-- DATA FOR THIS TASK --
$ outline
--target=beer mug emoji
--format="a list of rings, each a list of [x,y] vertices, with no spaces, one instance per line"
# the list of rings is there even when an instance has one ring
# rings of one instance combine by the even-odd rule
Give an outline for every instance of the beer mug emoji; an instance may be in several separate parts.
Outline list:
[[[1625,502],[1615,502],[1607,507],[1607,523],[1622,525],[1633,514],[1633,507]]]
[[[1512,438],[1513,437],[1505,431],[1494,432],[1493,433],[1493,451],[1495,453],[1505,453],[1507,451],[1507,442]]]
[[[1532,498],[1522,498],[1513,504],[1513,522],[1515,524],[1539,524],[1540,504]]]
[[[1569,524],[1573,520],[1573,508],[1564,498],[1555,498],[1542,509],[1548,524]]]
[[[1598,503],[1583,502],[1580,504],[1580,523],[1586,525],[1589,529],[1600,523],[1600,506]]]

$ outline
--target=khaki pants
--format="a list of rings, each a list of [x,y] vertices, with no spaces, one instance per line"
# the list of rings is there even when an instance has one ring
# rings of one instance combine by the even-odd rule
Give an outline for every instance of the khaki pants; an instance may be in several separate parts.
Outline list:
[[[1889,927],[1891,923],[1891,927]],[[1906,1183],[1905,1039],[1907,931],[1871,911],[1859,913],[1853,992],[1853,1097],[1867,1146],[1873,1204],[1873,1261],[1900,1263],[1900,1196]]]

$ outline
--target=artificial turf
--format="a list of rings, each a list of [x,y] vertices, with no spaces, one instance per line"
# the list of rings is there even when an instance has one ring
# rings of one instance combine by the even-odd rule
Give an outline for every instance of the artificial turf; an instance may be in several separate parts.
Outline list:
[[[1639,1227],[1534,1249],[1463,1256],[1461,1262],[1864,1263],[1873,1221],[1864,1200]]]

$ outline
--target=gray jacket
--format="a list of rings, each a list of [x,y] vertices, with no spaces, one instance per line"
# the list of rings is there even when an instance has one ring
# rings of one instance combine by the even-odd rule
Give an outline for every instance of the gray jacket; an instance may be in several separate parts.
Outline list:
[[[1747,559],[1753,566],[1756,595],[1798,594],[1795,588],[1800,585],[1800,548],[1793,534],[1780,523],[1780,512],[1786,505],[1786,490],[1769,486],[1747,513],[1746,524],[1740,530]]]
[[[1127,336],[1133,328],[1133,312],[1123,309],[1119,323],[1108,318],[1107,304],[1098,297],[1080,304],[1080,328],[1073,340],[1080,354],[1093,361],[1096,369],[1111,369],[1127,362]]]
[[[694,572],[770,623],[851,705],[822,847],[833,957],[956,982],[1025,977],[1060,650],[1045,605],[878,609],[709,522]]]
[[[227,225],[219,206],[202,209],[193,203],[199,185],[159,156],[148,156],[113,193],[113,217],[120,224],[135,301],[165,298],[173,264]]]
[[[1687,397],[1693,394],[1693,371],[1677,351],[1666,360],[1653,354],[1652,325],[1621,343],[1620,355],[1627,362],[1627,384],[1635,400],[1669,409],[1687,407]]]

-- WHAT THE TASK REQUIRES --
For the records above, count the lines that contain the word "beer" and give only that number.

-- SOLUTION TO THIS EXERCISE --
2